* Records for processing:
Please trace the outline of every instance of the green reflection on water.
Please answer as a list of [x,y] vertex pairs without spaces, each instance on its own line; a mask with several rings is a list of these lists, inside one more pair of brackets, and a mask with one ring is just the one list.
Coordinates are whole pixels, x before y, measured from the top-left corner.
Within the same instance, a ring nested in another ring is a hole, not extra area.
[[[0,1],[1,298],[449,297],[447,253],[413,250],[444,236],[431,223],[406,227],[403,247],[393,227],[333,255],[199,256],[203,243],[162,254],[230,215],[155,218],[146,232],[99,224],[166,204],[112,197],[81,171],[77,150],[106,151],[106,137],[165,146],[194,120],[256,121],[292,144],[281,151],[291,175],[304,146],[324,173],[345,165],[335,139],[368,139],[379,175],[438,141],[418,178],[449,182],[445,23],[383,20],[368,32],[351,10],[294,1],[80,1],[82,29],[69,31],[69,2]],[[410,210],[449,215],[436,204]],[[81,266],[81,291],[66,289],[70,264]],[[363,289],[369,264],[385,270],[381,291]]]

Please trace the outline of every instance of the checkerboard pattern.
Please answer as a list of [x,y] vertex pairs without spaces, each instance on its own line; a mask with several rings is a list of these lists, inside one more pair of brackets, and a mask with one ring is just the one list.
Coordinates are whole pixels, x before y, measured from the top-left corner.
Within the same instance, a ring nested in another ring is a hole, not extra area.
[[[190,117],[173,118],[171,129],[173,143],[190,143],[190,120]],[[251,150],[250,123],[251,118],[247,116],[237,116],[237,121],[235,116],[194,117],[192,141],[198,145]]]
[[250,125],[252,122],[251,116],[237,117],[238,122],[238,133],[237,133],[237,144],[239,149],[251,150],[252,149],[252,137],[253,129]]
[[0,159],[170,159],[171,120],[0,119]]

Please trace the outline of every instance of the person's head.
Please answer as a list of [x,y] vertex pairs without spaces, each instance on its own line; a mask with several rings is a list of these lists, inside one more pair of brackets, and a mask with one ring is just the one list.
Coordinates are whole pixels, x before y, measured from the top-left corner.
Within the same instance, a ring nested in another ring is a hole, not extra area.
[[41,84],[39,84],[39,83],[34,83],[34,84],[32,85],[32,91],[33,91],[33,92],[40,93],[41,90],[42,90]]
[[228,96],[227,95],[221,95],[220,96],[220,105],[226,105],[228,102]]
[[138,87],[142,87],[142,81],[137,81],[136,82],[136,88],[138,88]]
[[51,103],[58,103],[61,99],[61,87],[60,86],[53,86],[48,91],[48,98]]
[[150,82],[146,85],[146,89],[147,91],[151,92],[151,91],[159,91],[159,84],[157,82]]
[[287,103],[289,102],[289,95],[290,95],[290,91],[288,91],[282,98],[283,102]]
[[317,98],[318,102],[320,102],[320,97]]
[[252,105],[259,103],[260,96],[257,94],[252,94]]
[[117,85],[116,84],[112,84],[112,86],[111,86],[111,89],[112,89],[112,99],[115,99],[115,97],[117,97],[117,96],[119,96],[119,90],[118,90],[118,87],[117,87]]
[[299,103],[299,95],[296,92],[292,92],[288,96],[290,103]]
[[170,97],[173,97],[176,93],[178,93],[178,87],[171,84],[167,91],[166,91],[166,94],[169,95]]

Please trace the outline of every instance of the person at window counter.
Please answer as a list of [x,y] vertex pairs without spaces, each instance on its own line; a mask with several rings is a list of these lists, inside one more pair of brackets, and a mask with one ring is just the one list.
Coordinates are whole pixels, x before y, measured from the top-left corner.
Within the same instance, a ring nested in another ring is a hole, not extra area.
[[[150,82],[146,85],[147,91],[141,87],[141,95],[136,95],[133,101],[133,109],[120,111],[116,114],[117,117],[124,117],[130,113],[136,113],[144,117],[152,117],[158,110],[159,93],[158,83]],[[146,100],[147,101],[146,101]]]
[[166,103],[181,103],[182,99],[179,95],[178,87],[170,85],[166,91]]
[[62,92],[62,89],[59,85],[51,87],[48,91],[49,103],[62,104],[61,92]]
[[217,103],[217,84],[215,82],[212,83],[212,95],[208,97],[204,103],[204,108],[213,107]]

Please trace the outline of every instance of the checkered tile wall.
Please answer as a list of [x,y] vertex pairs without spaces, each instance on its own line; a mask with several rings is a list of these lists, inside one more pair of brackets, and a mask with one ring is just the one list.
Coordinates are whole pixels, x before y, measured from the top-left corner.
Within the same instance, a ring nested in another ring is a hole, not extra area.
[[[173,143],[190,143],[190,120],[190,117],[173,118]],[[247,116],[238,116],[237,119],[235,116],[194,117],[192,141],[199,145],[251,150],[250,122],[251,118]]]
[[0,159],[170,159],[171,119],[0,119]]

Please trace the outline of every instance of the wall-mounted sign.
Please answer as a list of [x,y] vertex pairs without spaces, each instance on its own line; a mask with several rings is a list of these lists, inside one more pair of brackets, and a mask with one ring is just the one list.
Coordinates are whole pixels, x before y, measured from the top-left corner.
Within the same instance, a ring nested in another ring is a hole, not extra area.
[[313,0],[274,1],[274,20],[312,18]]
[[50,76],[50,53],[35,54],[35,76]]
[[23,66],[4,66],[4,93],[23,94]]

...

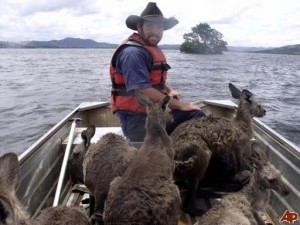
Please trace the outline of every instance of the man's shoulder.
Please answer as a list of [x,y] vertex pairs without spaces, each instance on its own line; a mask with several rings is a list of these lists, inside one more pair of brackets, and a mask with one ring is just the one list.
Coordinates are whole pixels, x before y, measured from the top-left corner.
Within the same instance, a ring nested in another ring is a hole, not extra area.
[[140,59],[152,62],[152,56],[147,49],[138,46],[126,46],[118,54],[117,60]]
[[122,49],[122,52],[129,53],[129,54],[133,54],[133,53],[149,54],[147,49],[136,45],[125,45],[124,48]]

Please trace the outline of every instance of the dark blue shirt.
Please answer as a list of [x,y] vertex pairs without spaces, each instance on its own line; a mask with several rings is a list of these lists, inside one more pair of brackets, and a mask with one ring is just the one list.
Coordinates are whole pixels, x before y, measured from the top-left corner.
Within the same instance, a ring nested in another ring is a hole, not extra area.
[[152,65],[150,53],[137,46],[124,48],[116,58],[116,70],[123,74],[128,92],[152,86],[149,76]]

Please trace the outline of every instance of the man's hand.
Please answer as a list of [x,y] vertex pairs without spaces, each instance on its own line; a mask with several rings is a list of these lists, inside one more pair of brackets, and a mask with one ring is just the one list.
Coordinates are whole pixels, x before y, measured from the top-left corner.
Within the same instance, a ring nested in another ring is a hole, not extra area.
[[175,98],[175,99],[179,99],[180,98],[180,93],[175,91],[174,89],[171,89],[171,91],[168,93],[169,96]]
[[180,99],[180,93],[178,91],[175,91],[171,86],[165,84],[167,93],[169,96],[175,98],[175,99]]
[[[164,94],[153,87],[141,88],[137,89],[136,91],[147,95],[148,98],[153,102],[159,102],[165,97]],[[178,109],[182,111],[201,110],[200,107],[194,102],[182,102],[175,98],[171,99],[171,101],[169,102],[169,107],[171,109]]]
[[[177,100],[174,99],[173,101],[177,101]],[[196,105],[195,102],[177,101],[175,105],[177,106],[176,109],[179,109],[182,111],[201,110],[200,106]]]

* Prompt:
Check each line of the entries, and copy the ones that contain "wall".

* Completed task:
Please trace the outline of every instance of the checkered tile wall.
Please trace the outline of every instance of the wall-mounted sign.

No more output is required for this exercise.